→ **Completare quanto segue**
1. Nel brano sulla ripresa del calcio, quanti calciatori risultano positivi in Germania e su quanti testati?
2. Elenchi le parti che, secondo il brano sulla ripresa del calcio, delimitano l'area in cui i tifosi davanti alla tv tengono le emozioni.
3. Prosegua il brano sulla ripresa del calcio a partire dall'ultima frase.

→ **Brano citato**
::::

Ma perché mai gli ultrà non vogliono che si torni a giocare? Se l’è chiesto il ministro? Proviamo a rispondere noi. Forse il calcio che riparte a porte chiuse oscura la loro ingombrante identità. Cosa sono gli ultrà senza il dominio degli spalti, senza le coreografie e gli striscioni che suonano come inquietanti avvertimenti, senza i cori che esondano dai confini del buon senso per precipitare nel peggior senso comune? A porte chiuse gli ultrà sono semplici tifosi davanti alla tv, come noi, che teniamo le emozioni dentro un’imprecisata area tra la fronte, il torace, lo stomaco e l’anima. E al più le strozziamo in gola, con un urlo di gioia o di sgomento. Gli ultrà non sono che l’ennesima voce interessata che il ministro assolda nella sua singolare battaglia a perdere. Sono altre le voci che è giusto ascoltare. Per esempio quelle di un movimento sportivo che ha paura, come tutto il Paese. Perché due mesi di lockdown deprimono anche i più forti e fanno perdere la fiducia. In questo guado stanno i calciatori italiani, divisi tra il timore di non giocare e di perdere l’ingaggio e quello di giocare e di perdere le famiglie in un ritiro che si annuncia lungo e rigoroso. Tre settimane dal 18 maggio, recita il protocollo della Figc, per arrivare protetti alla ripartenza del campionato. E poi? Il rischio del positivo, che potrebbe fermare il giocattolo, suggerisce ancora una esistenza monacale fino a Ferragosto. Lo scudetto si annuncia come una guerra di nervi, prima ancora che di muscoli. Ma da ieri una luce si è accesa a Berlino. E racconta un Paese più potente e insieme più semplice, la Germania, che ha rotto gli indugi. E riparte nonostante dieci calciatori su 1723 testati risultino positivi. Come fa? Con la fiducia e l’affidamento reciproco, tra governo e federazione, tra club e calciatori. Che condividono insieme il rischio e lo sfidano con l’efficienza del sistema.

::::

→ **Dati**
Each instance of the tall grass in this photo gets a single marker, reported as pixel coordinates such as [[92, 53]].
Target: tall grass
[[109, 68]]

::::

→ **Risposte agli esercizi**
1. Dieci calciatori su 1723 testati.

2. La fronte, il torace, lo stomaco, l'anima.

3.
La strada aperta parla anche a noi, alla vigilia degli incontri che gli uomini del calcio avranno con il governo, al massimo livello, e gli scienziati. A cui auguriamo di capire ciò che il ministro dello Sport non ha fin qui capito: fermandosi, il calcio si è protetto dal virus, ma si è impoverito e si è ammalato. La cura è il campo. Medici coraggiosi e umani saprebbero somministrarla.